Records:
════
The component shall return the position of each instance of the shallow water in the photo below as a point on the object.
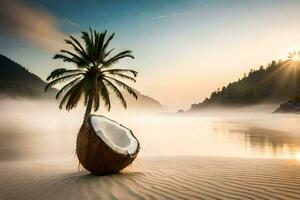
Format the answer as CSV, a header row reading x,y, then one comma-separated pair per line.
x,y
38,130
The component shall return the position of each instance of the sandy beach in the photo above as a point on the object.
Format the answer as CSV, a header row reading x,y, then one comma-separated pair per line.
x,y
155,178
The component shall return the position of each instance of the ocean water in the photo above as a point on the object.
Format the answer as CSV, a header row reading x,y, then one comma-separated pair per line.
x,y
39,130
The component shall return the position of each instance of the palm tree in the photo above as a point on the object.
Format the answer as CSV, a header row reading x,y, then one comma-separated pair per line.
x,y
93,77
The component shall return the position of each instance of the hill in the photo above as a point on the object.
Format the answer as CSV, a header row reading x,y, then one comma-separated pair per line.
x,y
16,81
276,83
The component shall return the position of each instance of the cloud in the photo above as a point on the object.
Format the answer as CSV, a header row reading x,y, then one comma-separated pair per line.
x,y
35,25
176,14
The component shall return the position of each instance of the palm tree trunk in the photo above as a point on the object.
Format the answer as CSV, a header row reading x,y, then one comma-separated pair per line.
x,y
88,108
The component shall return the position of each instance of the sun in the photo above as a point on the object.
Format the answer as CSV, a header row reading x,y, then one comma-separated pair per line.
════
Retype all of the entries exactly as written, leaving out any images.

▶ [EXERCISE OUTPUT]:
The component shall return the position of each instance of the shallow water in the photo below as a point on the object.
Format the answer as CSV, a header row reading x,y, then one comma-separated pair per line.
x,y
38,130
The component shall return the position of each instance of the sandy beach in the photo above as a point on the object.
Format the answer as CSV, a header row reading x,y, then one comma-separated pair per line.
x,y
155,178
The component shall return the position of each instance of the ocean water in the photo above as a point on the object.
Format the answer as CSV, a header row reading x,y, then one comma-separated pair per line.
x,y
39,130
The component shall return the position of each instance of the palm tree in the photo above as a point on the object.
Format the answer as CSV, a header row reading x,y, then one comma-separated pair per line.
x,y
93,77
The component shall return the position of each instance of the hill in the photo above as a point on the object.
Format the answer as CSV, a header row reading x,y, then one comma-separated pair per line.
x,y
16,81
276,83
The component shall return the position of each instance of the cloud in the photo above as a point on the object.
Format the answer as CSV, a header row reading x,y, then one comma-separated pair per line.
x,y
35,25
176,14
The component shall return the position of each instance of the palm tree trunk in the photo above as a point on the object.
Format the answer as CSV, a header row reading x,y, then one comma-separated pair per line.
x,y
88,108
The component shall return the position of each instance of the sun in the photo above as a point on the object.
Format the answer as CSV, a header row reading x,y, then one comma-separated pair per line.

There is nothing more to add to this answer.